__YOUR ASSIGNMENT__. If a line holds the word "Need", copy it from the entries.

__Items from a dataset__.
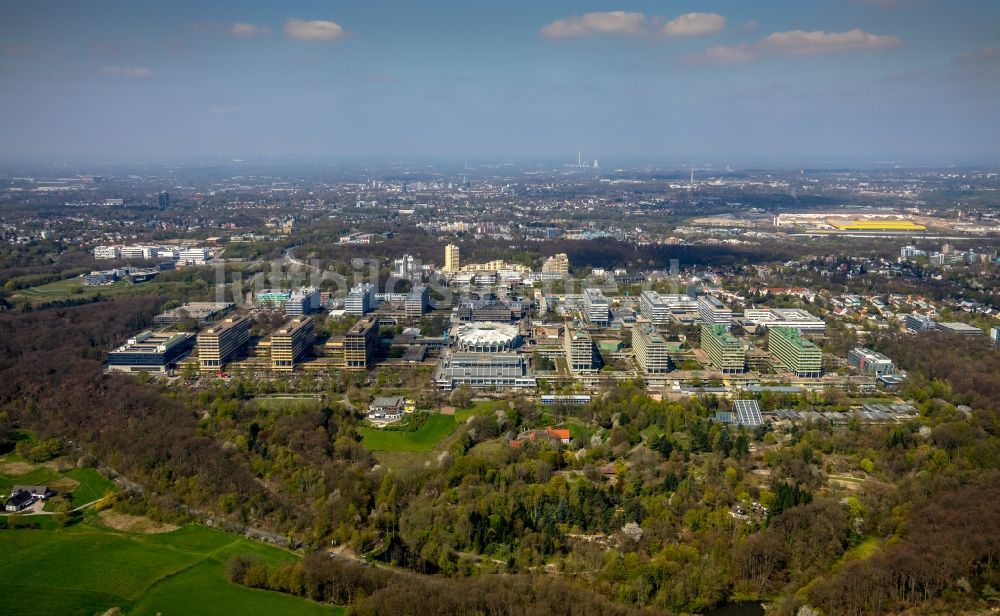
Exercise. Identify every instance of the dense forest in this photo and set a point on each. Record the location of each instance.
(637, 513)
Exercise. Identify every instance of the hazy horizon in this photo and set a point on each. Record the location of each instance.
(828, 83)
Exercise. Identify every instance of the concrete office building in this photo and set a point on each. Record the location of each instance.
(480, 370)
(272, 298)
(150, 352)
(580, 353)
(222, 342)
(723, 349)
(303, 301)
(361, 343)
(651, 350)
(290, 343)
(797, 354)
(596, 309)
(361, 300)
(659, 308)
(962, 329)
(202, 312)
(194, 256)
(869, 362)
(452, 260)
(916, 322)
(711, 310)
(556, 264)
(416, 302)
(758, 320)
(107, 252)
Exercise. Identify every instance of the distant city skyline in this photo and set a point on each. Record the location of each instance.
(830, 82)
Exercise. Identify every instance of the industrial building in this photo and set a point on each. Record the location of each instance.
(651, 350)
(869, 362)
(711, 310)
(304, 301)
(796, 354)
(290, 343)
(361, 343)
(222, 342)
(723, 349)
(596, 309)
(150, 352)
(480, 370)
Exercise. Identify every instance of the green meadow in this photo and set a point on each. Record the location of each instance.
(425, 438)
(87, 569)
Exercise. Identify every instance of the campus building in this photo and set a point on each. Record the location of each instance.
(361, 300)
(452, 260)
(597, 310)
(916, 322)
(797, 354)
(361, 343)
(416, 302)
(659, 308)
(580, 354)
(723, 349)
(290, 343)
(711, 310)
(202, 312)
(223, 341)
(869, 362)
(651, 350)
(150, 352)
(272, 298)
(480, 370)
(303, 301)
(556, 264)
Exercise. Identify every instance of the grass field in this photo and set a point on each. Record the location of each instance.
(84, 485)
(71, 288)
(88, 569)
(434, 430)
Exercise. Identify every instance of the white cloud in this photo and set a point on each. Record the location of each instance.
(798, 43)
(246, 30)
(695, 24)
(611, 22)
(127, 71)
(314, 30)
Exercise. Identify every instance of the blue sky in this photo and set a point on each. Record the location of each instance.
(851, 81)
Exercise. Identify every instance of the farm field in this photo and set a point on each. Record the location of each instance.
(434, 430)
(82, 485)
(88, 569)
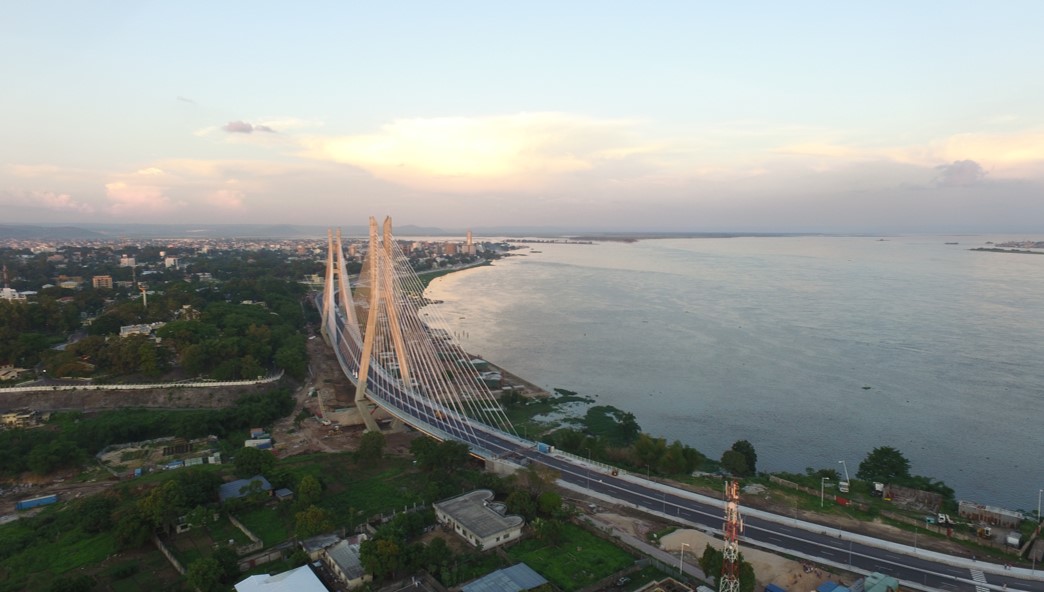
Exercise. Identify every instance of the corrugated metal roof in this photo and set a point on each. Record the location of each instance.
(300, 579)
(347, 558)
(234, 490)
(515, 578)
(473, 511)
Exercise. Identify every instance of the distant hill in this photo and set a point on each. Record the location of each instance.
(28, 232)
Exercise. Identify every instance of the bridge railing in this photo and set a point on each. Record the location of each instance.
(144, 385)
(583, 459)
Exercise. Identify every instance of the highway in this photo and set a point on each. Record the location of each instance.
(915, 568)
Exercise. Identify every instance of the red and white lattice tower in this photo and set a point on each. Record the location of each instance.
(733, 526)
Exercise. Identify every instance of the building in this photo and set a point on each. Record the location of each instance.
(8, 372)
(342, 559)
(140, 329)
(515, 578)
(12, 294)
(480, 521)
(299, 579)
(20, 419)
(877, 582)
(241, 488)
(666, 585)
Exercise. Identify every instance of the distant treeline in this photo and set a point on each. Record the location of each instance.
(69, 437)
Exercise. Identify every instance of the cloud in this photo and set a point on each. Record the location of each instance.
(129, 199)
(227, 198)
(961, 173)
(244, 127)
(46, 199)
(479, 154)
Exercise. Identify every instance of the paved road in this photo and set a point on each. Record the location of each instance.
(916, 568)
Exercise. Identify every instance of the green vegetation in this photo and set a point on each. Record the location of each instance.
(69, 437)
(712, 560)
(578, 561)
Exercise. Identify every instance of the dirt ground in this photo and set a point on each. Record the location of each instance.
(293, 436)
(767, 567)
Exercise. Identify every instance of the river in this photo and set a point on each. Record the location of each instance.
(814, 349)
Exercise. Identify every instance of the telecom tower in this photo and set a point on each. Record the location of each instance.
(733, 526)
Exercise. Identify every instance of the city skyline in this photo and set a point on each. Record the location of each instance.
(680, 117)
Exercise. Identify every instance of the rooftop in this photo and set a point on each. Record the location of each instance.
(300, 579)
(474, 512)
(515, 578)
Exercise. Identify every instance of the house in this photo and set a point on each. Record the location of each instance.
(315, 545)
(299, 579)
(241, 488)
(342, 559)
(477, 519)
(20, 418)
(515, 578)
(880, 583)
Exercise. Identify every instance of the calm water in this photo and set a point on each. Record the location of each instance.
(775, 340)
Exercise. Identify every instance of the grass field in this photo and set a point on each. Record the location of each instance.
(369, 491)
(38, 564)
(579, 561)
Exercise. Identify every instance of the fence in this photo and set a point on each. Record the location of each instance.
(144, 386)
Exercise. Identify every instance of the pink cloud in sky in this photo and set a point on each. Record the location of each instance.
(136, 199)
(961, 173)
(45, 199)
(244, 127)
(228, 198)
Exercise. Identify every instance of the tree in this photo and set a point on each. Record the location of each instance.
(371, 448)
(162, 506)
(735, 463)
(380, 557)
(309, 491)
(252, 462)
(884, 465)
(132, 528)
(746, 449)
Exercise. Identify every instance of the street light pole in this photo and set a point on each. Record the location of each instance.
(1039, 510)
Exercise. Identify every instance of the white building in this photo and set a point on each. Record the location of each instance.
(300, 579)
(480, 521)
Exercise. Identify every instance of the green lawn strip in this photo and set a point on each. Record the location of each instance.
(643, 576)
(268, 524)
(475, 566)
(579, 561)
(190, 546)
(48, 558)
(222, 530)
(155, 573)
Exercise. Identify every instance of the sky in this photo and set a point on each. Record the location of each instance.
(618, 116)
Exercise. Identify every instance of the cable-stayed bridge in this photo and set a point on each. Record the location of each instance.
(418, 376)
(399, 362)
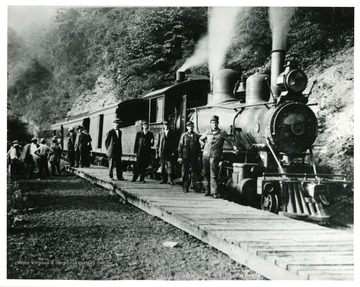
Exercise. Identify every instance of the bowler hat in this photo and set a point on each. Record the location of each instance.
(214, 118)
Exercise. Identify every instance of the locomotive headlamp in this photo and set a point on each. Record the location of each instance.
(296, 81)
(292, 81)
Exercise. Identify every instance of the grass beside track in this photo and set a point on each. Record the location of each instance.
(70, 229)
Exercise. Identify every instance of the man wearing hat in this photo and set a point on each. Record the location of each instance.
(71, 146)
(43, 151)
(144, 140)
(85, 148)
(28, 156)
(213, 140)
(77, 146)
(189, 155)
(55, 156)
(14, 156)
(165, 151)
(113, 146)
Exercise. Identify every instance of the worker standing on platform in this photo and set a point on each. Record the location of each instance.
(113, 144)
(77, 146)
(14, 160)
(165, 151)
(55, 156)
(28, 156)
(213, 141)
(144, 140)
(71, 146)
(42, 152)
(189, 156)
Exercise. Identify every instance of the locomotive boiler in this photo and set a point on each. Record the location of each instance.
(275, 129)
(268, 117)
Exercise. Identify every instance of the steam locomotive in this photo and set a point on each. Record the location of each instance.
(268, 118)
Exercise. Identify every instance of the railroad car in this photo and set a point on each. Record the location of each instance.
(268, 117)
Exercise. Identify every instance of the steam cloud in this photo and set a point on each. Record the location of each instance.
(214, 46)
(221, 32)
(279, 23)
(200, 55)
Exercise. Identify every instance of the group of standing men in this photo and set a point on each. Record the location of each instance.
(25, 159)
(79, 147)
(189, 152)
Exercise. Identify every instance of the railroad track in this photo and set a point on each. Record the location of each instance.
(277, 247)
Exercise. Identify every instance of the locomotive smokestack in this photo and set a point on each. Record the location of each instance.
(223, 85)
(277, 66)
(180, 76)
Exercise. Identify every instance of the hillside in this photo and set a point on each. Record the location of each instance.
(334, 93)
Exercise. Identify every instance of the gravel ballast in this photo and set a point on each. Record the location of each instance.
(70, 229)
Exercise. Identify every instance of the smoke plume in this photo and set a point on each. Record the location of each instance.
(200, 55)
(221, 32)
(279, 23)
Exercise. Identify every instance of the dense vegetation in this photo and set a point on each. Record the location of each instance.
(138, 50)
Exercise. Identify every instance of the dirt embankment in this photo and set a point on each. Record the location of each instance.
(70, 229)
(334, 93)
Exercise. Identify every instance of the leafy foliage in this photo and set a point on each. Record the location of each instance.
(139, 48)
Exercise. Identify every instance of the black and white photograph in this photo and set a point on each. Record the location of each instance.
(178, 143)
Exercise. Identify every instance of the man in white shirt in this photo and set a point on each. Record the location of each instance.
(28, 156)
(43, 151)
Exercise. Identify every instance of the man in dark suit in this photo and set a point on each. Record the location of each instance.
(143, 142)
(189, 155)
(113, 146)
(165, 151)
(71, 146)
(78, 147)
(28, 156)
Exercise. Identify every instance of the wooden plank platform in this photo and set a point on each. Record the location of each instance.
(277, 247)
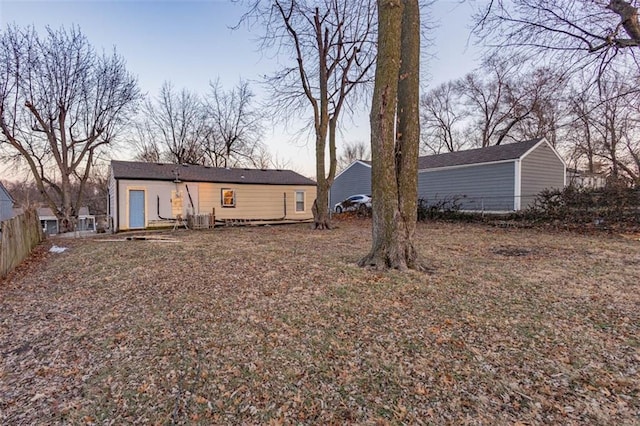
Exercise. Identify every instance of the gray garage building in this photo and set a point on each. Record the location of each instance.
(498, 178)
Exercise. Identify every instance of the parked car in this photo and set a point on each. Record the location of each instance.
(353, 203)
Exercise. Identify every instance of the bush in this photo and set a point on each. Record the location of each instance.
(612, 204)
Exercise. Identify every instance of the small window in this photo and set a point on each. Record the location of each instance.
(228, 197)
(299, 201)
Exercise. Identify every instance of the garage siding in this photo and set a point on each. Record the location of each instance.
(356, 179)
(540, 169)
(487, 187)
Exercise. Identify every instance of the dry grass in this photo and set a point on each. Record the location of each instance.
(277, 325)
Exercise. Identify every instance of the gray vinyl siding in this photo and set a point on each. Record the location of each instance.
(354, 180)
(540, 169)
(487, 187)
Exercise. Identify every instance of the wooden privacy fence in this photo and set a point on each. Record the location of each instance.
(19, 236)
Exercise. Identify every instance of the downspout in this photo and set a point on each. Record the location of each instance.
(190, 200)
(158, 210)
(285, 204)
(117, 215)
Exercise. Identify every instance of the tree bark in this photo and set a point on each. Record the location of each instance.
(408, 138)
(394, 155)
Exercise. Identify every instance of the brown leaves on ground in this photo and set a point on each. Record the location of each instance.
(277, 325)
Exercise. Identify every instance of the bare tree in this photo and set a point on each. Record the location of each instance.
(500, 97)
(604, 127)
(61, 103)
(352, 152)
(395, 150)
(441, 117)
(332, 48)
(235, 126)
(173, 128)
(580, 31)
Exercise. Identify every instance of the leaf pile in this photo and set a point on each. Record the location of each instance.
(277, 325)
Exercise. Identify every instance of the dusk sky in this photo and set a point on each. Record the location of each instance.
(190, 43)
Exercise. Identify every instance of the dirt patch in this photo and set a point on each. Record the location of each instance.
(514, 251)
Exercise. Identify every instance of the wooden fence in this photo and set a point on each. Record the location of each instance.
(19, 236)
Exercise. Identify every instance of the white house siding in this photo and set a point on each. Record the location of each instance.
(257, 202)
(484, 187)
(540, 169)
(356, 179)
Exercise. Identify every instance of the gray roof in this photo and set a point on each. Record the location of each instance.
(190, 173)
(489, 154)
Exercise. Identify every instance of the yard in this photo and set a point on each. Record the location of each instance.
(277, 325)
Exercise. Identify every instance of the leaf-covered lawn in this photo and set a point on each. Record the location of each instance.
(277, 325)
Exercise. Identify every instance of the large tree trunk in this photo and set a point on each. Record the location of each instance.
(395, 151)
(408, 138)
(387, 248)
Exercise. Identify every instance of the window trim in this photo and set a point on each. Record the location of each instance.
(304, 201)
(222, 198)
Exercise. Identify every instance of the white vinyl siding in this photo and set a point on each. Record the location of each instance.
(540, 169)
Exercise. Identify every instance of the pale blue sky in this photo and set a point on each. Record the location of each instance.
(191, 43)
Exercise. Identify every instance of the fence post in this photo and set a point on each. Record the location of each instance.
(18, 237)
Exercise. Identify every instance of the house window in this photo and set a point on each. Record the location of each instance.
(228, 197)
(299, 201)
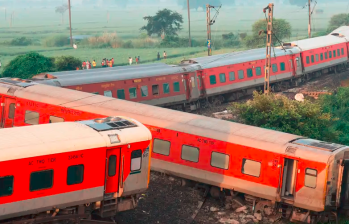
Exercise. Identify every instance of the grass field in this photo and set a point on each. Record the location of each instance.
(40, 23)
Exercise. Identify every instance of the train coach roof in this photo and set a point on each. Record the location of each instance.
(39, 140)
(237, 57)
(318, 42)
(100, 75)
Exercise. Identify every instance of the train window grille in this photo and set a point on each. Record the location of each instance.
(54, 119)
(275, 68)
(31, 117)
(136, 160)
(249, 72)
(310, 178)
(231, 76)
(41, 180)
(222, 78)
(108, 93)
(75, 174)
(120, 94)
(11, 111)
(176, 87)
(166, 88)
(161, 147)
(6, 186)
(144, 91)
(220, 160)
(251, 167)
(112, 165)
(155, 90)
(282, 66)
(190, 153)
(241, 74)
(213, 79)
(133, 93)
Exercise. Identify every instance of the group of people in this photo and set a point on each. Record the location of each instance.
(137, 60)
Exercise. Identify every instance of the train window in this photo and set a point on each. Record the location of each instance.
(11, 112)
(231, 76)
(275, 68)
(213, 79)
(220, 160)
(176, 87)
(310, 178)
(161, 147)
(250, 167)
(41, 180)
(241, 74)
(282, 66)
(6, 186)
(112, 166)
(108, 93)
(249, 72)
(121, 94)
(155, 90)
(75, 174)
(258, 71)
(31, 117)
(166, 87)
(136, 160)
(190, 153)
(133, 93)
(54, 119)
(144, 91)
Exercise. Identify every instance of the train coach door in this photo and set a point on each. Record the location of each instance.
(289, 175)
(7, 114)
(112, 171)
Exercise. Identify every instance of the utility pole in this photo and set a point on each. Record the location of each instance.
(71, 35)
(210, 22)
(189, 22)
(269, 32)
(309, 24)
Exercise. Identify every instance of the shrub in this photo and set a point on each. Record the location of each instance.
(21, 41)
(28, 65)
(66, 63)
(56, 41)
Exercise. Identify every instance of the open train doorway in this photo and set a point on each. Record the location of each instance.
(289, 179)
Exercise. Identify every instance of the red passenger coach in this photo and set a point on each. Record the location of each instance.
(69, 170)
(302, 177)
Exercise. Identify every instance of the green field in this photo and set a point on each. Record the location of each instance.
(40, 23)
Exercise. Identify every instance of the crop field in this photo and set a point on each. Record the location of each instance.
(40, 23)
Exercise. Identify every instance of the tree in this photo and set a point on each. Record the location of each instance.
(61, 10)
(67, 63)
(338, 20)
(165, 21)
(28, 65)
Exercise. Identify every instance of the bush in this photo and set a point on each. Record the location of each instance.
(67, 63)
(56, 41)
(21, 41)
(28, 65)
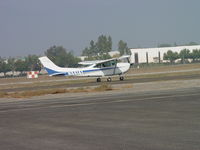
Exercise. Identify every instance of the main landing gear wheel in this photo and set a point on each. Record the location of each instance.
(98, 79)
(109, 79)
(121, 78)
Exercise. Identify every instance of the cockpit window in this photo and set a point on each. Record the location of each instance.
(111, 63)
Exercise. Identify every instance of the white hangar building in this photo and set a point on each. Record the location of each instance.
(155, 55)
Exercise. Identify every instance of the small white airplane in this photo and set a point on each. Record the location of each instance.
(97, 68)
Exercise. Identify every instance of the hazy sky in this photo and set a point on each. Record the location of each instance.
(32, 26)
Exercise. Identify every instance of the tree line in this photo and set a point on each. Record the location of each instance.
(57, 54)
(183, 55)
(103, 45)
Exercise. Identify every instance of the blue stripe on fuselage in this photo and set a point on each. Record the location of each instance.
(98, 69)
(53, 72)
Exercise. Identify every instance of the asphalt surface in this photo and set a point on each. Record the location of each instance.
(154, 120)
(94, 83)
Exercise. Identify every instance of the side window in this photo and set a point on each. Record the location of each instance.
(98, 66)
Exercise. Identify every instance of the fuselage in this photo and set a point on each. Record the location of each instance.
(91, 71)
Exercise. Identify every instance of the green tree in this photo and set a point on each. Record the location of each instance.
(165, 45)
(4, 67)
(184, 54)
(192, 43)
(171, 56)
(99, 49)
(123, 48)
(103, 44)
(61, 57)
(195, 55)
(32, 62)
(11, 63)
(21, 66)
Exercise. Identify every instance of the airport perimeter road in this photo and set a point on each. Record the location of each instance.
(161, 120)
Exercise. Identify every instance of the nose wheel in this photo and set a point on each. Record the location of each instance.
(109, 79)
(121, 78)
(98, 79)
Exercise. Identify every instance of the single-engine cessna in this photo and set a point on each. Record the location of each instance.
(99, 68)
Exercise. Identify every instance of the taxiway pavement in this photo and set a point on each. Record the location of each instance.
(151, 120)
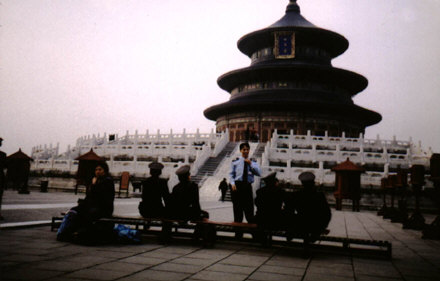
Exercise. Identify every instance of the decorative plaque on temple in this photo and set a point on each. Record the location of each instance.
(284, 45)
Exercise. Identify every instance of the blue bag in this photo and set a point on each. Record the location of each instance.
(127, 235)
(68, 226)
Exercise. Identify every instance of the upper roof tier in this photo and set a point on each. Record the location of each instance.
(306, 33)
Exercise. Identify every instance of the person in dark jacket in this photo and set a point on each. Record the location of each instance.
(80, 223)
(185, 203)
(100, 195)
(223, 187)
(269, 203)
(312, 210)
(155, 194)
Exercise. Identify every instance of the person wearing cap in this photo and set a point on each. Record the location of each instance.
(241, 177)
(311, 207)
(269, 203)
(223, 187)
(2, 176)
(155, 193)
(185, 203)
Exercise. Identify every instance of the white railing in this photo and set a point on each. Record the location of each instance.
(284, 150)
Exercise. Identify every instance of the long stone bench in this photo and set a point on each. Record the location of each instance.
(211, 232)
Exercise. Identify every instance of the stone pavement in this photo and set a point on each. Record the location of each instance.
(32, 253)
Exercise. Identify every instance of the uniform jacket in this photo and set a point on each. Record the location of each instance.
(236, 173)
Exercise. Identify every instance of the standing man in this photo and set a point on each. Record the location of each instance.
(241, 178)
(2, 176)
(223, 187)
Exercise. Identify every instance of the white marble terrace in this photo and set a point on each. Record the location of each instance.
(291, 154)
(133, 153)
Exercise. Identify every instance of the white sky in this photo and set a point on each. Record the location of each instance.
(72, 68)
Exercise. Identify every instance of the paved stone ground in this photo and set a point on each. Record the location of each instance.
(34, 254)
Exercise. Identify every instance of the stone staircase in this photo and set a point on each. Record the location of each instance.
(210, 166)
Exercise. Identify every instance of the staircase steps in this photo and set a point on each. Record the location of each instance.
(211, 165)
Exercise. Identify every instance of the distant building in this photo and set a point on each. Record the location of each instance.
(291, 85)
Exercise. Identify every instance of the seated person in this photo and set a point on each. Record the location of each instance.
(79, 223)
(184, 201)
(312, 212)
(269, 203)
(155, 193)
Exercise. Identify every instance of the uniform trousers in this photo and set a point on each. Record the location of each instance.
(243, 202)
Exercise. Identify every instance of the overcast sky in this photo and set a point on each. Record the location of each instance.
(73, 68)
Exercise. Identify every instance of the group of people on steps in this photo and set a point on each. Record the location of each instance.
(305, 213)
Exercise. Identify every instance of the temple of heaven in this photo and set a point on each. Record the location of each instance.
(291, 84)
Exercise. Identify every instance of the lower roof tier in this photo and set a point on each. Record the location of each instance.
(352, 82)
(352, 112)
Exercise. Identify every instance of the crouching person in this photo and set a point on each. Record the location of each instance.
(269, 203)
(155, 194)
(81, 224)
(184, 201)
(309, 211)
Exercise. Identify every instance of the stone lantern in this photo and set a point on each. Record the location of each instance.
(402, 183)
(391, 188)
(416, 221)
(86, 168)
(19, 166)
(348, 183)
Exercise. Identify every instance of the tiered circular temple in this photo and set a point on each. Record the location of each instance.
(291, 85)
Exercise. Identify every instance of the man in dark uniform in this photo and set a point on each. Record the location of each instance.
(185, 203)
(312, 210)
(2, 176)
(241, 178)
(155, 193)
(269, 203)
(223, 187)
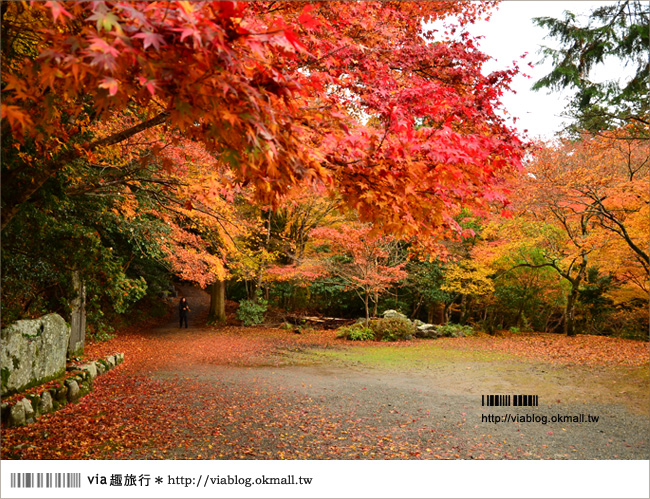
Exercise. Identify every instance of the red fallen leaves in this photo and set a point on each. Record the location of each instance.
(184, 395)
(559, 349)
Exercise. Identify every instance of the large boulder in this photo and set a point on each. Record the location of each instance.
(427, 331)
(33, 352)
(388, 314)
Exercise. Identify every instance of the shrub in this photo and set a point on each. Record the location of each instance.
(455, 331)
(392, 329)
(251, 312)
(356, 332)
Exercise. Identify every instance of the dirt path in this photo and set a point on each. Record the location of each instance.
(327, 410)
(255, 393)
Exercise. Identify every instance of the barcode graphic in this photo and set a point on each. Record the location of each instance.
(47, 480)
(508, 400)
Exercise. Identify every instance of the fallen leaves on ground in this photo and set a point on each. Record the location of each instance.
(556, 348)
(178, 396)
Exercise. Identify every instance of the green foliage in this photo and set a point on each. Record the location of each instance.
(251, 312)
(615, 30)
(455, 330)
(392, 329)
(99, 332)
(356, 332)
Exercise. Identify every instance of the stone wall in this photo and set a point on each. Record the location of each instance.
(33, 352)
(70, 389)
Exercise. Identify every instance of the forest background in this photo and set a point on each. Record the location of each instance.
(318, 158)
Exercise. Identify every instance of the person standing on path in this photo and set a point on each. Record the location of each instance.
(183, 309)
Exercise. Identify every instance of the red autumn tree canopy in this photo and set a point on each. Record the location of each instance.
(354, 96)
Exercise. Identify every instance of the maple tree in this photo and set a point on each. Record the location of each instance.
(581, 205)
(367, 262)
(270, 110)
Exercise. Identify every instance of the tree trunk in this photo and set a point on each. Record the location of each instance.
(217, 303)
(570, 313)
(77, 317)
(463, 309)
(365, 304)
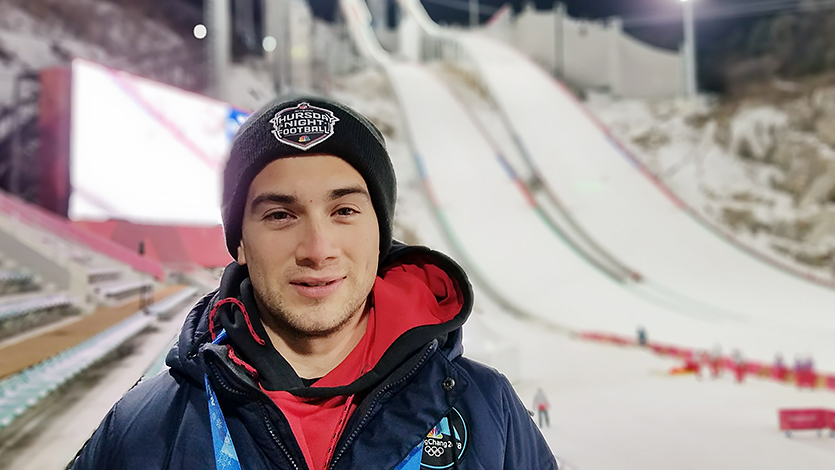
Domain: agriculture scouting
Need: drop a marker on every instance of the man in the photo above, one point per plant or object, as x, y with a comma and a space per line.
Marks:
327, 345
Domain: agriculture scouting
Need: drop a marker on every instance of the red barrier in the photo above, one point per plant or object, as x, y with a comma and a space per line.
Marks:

__EXPECTED ANSWER__.
Need: drop a marker on every instance of the man in the photo above, one point per plant or object, as x, y with a comma and a space per line.
Need: drop a marker on every instance of the red barrier in the photo above, one point per plant or object, as x, y with a comma and a space per line.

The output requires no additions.